## Required actions
1) In the passage on hierarchical data below, which item in a hierarchy has no parent?
2) Pick up the passage on hierarchical data in SQL databases below where it stops and write the next part.

Hierarchical Data

Introduction

Most users at one time or another have dealt with hierarchical data in a SQL database and no doubt learned that the management of hierarchical data is not what a relational database is intended for. The tables of a relational database are not hierarchical (like XML), but are simply a flat list. Hierarchical data has a parent-child relationship that is not naturally represented in a relational database table.

For our purposes, hierarchical data is a collection of data where each item has a single parent and zero or more children (with the exception of the root item, which has no parent). Hierarchical data can be found in a variety of database applications, including forum and mailing list threads, business organization charts, content management categories, and product categories.

In a hierarchical data model, data is organized into a tree-like structure. The tree structure allows repeating information using parent/child relationships. For an explanation of the tree data structure, see here.

## Given entries
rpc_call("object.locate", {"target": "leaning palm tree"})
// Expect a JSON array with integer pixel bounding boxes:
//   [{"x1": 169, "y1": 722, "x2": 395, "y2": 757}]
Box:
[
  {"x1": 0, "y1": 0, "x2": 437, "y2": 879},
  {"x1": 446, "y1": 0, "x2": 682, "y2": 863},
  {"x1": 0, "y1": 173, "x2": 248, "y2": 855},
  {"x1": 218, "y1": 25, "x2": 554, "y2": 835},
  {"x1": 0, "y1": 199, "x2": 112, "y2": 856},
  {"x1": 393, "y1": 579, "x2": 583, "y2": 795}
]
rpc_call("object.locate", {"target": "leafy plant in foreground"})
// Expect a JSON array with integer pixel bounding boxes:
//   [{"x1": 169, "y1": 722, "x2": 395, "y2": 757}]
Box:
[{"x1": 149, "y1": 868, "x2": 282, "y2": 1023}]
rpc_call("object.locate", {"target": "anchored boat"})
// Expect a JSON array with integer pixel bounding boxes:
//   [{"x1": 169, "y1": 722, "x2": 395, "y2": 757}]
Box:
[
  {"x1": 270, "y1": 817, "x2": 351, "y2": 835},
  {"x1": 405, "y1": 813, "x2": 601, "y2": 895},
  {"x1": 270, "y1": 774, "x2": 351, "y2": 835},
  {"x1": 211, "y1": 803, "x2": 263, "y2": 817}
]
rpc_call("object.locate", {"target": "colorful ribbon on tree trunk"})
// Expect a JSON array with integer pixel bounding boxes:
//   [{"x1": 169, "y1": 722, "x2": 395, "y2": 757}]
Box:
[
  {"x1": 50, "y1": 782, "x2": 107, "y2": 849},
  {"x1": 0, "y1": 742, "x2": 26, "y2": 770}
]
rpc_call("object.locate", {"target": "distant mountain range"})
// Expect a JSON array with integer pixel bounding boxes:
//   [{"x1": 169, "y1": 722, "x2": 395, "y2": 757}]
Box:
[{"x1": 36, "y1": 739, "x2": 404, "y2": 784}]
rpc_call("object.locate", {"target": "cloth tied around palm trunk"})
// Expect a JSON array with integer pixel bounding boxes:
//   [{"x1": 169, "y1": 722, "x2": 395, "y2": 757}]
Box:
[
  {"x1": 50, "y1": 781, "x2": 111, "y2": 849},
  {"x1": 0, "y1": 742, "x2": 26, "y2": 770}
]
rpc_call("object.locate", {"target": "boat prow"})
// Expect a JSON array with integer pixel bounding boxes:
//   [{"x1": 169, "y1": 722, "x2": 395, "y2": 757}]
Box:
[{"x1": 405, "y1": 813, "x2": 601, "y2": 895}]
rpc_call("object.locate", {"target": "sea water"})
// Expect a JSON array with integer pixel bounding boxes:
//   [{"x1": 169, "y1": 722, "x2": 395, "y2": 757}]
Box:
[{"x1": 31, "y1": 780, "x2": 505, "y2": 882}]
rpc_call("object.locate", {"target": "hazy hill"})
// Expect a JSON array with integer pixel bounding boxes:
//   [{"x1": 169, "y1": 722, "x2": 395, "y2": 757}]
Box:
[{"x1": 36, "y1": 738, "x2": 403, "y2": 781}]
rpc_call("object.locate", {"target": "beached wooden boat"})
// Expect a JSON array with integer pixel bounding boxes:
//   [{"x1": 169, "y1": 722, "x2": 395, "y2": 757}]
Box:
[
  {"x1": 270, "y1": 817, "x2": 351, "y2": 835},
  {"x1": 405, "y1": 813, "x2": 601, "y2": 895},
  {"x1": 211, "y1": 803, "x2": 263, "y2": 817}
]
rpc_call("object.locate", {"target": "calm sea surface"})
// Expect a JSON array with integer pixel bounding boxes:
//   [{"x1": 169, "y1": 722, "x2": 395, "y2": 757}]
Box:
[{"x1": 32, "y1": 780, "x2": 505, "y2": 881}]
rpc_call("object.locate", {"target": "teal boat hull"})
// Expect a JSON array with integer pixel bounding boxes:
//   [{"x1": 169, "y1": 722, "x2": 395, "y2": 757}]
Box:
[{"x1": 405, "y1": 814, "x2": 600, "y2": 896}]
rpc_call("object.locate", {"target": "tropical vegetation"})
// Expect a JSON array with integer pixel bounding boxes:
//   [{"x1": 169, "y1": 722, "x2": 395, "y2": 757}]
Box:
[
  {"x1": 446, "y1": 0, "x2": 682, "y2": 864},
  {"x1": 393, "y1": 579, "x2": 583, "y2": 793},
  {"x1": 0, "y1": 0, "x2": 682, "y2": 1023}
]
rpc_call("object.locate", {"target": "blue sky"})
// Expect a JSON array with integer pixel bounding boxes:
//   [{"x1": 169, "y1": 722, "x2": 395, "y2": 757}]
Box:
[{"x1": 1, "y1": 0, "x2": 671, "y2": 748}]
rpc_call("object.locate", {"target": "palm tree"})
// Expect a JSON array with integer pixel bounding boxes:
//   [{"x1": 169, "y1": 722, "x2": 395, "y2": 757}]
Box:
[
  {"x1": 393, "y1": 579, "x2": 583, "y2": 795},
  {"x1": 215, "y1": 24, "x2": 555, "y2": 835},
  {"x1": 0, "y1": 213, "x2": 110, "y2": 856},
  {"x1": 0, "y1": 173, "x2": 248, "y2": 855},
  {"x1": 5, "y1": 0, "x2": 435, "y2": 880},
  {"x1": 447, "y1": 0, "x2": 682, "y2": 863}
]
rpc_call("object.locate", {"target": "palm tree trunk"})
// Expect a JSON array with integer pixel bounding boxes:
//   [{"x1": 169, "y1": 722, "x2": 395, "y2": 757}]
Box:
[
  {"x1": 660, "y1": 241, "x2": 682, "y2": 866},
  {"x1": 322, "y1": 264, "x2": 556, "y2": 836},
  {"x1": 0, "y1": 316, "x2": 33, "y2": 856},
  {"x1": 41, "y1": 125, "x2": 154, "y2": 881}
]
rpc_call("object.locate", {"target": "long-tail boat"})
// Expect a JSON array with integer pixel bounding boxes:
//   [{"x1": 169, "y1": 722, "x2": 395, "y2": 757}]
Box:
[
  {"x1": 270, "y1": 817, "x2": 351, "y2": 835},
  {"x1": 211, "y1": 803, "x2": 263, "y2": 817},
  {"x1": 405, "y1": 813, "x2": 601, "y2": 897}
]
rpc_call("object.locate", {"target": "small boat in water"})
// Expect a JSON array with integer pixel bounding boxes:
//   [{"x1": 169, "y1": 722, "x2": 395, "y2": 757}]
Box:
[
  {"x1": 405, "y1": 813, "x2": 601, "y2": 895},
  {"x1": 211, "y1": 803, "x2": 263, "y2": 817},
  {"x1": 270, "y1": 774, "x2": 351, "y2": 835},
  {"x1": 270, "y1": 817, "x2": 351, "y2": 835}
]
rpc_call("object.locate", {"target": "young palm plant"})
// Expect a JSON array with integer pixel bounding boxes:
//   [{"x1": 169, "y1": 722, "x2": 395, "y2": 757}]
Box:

## Task-by-task answers
1) The root item.

2)
There are three major approaches to managing tree structures in relational databases, these are:

  • the adjacency list model
  • the nested set model (otherwise known as the modified pre-order tree traversal algorithm)
  • materialized path model

These are explained in more detail at the following links:

Nested Set

Introduction

Nested Set is a solution for storing hierarchical data that provides very fast read access. However, updating nested set trees is more costly. Therefore this solution is best suited for hierarchies that are much more frequently read than written to. And because of the nature of the web, this is the case for most web applications.

For more detailed information on the Nested Set, read here:

Setting Up

To set up your model as Nested Set, you must add some code to the setUp() method of your model. Take this Category model below for example:

// models/Category.php
class Category extends Doctrine_Record
{
    public function setTableDefinition()
    {
        $this->hasColumn('name', 'string', 255);
    }

    public function setUp()
    {
        $this->actAs('NestedSet');
    }
}

Here is the same example in YAML format. You can read more about YAML in the YAML Schema Files chapter:

---
# schema.yml

# ...
Category:
  actAs: [NestedSet]
  columns:
    name: string(255)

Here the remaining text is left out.